(begin)
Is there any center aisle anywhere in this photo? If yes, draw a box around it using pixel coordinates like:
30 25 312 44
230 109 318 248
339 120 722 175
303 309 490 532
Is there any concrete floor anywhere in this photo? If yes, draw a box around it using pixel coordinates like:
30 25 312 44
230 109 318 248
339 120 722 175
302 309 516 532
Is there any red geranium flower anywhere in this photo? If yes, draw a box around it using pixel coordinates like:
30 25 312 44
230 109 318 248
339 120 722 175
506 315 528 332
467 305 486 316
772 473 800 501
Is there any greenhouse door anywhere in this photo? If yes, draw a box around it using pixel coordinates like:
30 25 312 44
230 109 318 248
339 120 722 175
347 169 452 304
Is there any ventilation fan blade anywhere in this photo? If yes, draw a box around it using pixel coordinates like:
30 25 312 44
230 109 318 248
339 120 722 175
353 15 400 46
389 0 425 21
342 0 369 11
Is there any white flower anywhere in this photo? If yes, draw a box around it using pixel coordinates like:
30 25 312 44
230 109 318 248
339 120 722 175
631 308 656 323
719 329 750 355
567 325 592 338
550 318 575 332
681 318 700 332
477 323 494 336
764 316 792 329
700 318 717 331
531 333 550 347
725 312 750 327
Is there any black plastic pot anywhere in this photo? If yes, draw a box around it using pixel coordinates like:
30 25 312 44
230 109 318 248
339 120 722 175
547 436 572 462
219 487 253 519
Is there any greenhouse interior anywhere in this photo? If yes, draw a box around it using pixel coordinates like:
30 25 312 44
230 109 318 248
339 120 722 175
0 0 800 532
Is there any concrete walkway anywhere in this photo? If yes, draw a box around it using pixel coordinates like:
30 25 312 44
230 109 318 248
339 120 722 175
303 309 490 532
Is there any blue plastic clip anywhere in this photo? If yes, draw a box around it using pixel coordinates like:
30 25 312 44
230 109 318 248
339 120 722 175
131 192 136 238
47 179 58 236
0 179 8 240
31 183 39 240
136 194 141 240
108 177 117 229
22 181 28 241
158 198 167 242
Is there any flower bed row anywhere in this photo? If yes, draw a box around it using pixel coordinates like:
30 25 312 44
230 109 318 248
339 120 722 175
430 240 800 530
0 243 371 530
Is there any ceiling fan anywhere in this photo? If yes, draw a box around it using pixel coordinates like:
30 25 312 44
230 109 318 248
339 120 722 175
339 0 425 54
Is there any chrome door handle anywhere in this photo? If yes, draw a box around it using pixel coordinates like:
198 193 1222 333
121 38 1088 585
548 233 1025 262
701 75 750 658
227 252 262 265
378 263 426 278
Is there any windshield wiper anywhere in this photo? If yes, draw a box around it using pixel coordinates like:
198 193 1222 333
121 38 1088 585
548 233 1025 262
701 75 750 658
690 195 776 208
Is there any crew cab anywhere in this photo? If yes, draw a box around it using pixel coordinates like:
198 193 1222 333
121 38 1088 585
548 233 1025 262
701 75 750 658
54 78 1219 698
(end)
Exercise description –
Convert every line of the rows above into a Markdown table with the columns "No." and "Line," skipping blank lines and numbering each line in order.

Final answer –
| No. | Line |
|---|---|
| 1 | Is there any center aisle anywhere in this photo? If yes, draw a box around it using pixel coordinates like: |
| 2 | 30 25 312 44 |
| 3 | 230 109 318 248 |
| 4 | 339 120 722 175 |
| 5 | 303 309 490 532 |
| 6 | Is there any concrete floor anywhere in this photo? If yes, draw a box around it using pixel coordinates like: |
| 7 | 30 25 312 44 |
| 8 | 230 109 318 248 |
| 9 | 339 120 722 175 |
| 10 | 302 309 516 532 |
| 11 | Is there any red geranium flower anywhere in this photo? If yes, draw a box around it using pixel coordinates like: |
| 12 | 30 25 312 44 |
| 13 | 230 109 318 248 |
| 14 | 339 120 722 175 |
| 15 | 506 315 528 332 |
| 16 | 467 305 486 316 |
| 17 | 772 473 800 501 |
| 18 | Is there any greenhouse door anywhere in this photo? If yes, draw a box around it using pixel coordinates like: |
| 19 | 30 25 312 44 |
| 20 | 230 109 318 248 |
| 21 | 339 120 722 175 |
| 22 | 347 169 452 304 |
| 23 | Is there any ventilation fan blade anywhere in this photo? If yes, draw a box around it using pixel coordinates like: |
| 24 | 30 25 312 44 |
| 25 | 230 109 318 248 |
| 26 | 339 120 722 175 |
| 27 | 353 15 400 46 |
| 28 | 389 0 425 21 |
| 29 | 342 0 369 11 |
| 30 | Is there any white flower anywhere in this photo? If yes, draw a box around it using pixel coordinates like: |
| 31 | 30 25 312 44 |
| 32 | 230 109 318 248 |
| 33 | 339 120 722 175 |
| 34 | 631 308 656 323 |
| 35 | 719 329 750 355 |
| 36 | 567 325 592 338 |
| 37 | 550 318 575 332 |
| 38 | 681 318 700 332 |
| 39 | 477 323 494 336 |
| 40 | 764 316 792 329 |
| 41 | 700 318 717 331 |
| 42 | 531 333 550 347 |
| 43 | 725 312 750 327 |
| 44 | Is there any black plastic pot anywhere in this photo? If yes, draw a box around it using pixel coordinates like: |
| 45 | 30 25 312 44 |
| 46 | 230 109 318 248 |
| 47 | 339 120 722 175 |
| 48 | 547 436 572 462 |
| 49 | 219 487 253 519 |
| 50 | Is there any greenhouse interior anywhere in this photo? If yes, draw a box around it using pixel coordinates like: |
| 51 | 30 25 312 44 |
| 52 | 230 109 318 248 |
| 53 | 339 120 722 175 |
| 54 | 0 0 800 532 |
| 55 | Is there any concrete walkway anywhere in this photo? If yes, draw a box around it using pixel coordinates like: |
| 56 | 30 25 312 44 |
| 57 | 230 109 318 248 |
| 58 | 339 120 722 175 |
| 59 | 303 309 490 532 |
| 60 | Is there any blue plastic clip anywhere in this photo? If yes, draw a box around it using pixel coordinates like: |
| 61 | 30 25 312 44 |
| 62 | 230 109 318 248 |
| 63 | 339 120 722 175 |
| 64 | 131 192 136 238 |
| 65 | 47 179 58 236 |
| 66 | 0 179 8 240 |
| 67 | 31 183 39 240 |
| 68 | 136 194 141 240 |
| 69 | 108 177 117 229 |
| 70 | 22 181 28 241 |
| 71 | 158 198 167 242 |
| 72 | Is there any flower bed row anywhere in this photo? If yes, draw a box around it using pixel coordinates like: |
| 73 | 30 25 312 44 |
| 74 | 230 109 318 248 |
| 75 | 339 120 722 175 |
| 76 | 430 240 800 530 |
| 77 | 0 243 371 530 |
| 78 | Is there any ceiling fan anywhere in this photo? If yes, draw a box around it using pixel coordinates like: |
| 79 | 30 25 312 44 |
| 80 | 230 109 318 248 |
| 81 | 339 120 722 175 |
| 82 | 339 0 425 54 |
| 83 | Is there any chrome door handle anywhere in this photo? If yes, draw a box around it using pixel coordinates like: |
| 84 | 198 193 1222 333 |
| 85 | 121 38 1088 585 |
| 86 | 548 233 1025 262 |
| 87 | 701 75 750 658 |
| 88 | 227 252 262 265 |
| 89 | 378 263 426 278 |
| 90 | Is there any windshield wiper anywhere in this photo? If yes, draw a box around it using pixel coordinates like: |
| 91 | 198 193 1222 333 |
| 92 | 121 38 1088 585 |
| 93 | 548 233 1025 262 |
| 94 | 701 75 750 658 |
| 95 | 690 195 776 208 |
| 96 | Is there any crew cab anywhere in this photo? If yes, draw a box around it using pixel coordinates like: |
| 97 | 198 193 1222 333 |
| 98 | 121 38 1088 585 |
| 99 | 548 233 1025 262 |
| 100 | 701 75 750 658 |
| 101 | 54 78 1219 698 |